## [Bacaan yang Diberikan]
Rabu, 29 Juli 2015

Yang Terasing Tak Bisa Pulang

Kami, saya dan Yanti, seorang teman SMA dulu, baru saja pulang dari Amsterdam. Kami naik kereta yang sama jurusan Dordrecht, melintasi kota Leiden tempat Yanti tinggal selama tujuh tahun untuk menempuh studi sarjana sampai magister. Ia sedang mencari kerja, dalam beberapa bulan ini, dan karenanya punya cukup waktu senggang untuk menemani saya selama tiga hari ini.

Datang ke Amsterdam sama sekali bukan untuk jalan-jalan. Kami cuma punya waktu sehari di sana, dan digunakan sepenuhnya demi bersilaturahmi dengan seorang kelahiran Bali yang memilih eksil di Belanda, terutama pasca peristiwa 1965 berlangsung. Made Raka, nama pria itu (apakah saya harus menuliskan identitasnya dengan nama sebenarnya?) ditahan paspornya pada tahun 1962 karena tidak bersedia mengingkari jasa dan pemerintahan Soekarno. Istrinya juga serupa. Mereka yang semula mahasiswa utusan Indonesia untuk belajar di Tiongkok dan Rusia, kebanyakan juga bernasib serupa.

"Yanti sudah tujuh tahun di sini. Rencananya ingin kembali ke Indonesia?” Made Raka, yang usianya saya taksir sudah di atas 70 tahun bertanya kepada Yanti pada saat makan siang bersama di apartemennya yang sederhana, beberapa ratus meter dari kediaman Anne Frank yang bersejarah.

## [Daftar Entri]
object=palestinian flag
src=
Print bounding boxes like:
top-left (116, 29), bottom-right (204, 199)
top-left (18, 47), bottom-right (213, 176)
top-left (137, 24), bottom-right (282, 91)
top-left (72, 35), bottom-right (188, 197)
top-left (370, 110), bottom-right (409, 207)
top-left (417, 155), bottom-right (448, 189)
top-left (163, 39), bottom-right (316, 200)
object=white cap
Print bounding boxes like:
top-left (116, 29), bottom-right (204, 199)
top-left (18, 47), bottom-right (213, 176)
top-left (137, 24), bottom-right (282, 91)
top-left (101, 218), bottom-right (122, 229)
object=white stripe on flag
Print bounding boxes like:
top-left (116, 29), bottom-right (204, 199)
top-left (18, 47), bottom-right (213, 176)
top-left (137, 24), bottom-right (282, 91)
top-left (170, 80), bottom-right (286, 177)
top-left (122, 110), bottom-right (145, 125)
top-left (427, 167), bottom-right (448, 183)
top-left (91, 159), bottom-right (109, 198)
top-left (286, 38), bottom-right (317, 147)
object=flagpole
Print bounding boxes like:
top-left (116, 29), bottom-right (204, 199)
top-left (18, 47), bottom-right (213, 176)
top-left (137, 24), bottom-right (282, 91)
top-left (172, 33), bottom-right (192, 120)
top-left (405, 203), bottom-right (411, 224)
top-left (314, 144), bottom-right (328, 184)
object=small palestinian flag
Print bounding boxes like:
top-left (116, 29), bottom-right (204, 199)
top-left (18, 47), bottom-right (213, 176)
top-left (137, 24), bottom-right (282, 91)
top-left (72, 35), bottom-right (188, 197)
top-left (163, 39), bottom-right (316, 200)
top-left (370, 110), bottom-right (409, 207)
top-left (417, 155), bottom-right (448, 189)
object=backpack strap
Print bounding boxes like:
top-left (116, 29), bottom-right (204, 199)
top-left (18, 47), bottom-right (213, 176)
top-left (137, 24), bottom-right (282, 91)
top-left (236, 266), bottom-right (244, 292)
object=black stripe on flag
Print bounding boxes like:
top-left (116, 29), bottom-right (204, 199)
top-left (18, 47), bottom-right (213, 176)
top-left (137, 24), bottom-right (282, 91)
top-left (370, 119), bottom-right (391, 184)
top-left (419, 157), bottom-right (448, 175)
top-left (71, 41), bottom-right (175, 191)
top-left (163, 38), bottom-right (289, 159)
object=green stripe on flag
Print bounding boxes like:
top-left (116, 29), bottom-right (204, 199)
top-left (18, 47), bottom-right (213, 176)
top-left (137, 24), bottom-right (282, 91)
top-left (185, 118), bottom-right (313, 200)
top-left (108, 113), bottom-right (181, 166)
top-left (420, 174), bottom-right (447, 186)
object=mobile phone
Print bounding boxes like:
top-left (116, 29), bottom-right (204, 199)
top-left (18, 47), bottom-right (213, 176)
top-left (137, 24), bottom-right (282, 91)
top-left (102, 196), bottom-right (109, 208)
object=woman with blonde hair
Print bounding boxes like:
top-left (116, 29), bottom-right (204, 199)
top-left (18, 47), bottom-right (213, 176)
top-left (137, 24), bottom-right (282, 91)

## [Yang Dikerjakan]
1) Dalam bacaan tentang Made Raka, pada tahun berapa paspornya ditahan?
2) Tolong lanjutkan bacaan tentang Made Raka setelah kalimat terakhirnya.

## [Jawaban yang Diharapkan]
1) Paspornya ditahan pada tahun 1962.

2)
"Belum tahu, Pak Made. Saya masih ingin bekerja dulu di sini, mencari pengalaman setelah kuliah…” yang ditanya menjawab sopan sembari menambahkan cerita perihal kegiatan yang sudah dilakukannya selama ini.

"Bagus kalau begitu. Sebaiknya Yanti harus pulang. Indonesia pasti menunggu sumbangsih yang bisa Yanti berikan…”

Kalimat itu mungkin terasa sederhana saja. Namun, bilamana diungkapkan oleh seorang yang eksil, seorang yang dulunya mahasiswa cemerlang peraih beasiswa ke luar negeri, dan sayangnya kemudian tidak diperkenankan pulang oleh negaranya sendiri, bagi saya, itu benar-benar mengharukan. Tidak. Mencengangkan tepatnya.

Made Raka mengungkapkan itu dalam nada biasa saja. Sambil menyendok ayam sisit—sejenis masakan ala Bali—juga sayur tahu buatan istrinya.

Kemudian ia menuangkan teh ke dalam gelas kami masing-masing. Dan bercerita tentang Belanda, negeri yang ia diami selama puluhan tahun.

“Sejak itu, kapan Pak Made berkunjung ke Indonesia?” Akhirnya, rasa ingin tahu yang sudah beberapa lama saya pendam itu keluar juga. Jelas bukan pertanyaan yang baik ditujukan bagi seorang yang lama terusir dari tanah air.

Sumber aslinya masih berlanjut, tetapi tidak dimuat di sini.